*Instructions for the task:*
Write out the entries exactly, leaving out every picture.

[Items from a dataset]

□ □ □ □ □ □ □

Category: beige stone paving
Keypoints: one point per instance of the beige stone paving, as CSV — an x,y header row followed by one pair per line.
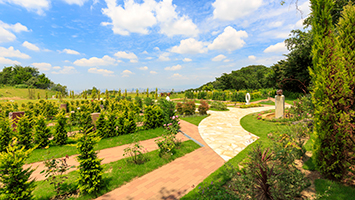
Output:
x,y
224,134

□ □ □ □ □ □ □

*Task solution:*
Category: beige stone paving
Keypoints: one point per instance of the beige stone paving, as CSV — an x,y header row followed by one pair per line.
Output:
x,y
224,134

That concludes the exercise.